(Records from a data collection)
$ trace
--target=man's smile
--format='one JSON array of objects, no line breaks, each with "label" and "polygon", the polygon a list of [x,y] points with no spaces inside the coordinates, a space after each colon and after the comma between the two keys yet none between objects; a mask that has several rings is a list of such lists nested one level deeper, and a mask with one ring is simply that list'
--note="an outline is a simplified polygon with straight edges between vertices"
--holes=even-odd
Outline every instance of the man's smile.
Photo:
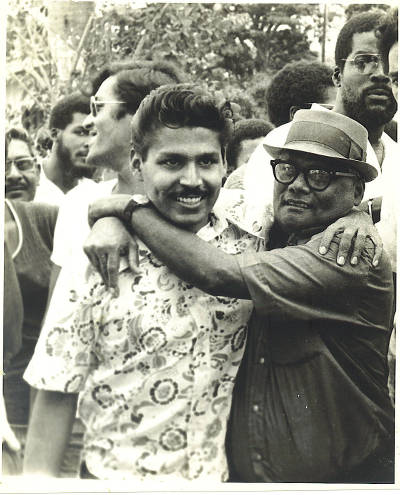
[{"label": "man's smile", "polygon": [[301,210],[307,210],[311,208],[309,203],[302,201],[301,199],[285,199],[283,201],[284,206],[289,206],[292,208],[299,208]]},{"label": "man's smile", "polygon": [[171,198],[186,208],[197,208],[204,198],[207,197],[205,191],[180,191],[171,194]]}]

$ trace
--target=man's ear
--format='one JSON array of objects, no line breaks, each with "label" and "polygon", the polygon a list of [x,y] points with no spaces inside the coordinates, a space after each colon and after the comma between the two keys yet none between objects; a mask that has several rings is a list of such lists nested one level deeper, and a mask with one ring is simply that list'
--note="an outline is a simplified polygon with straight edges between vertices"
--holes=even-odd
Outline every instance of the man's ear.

EXERCISE
The stretch to restate runs from the line above containing "Outline every instance of the man's smile." through the line containing "--target=man's ear". Copy it word for word, ends included, without pictures.

RESPONSE BOX
Outline every instance of the man's smile.
Photo:
[{"label": "man's smile", "polygon": [[301,210],[307,210],[311,208],[309,203],[302,201],[301,199],[285,199],[283,201],[284,206],[289,206],[292,208],[299,208]]},{"label": "man's smile", "polygon": [[171,198],[186,208],[197,208],[204,198],[207,197],[205,191],[180,191],[171,194]]}]

$ trace
--target=man's ear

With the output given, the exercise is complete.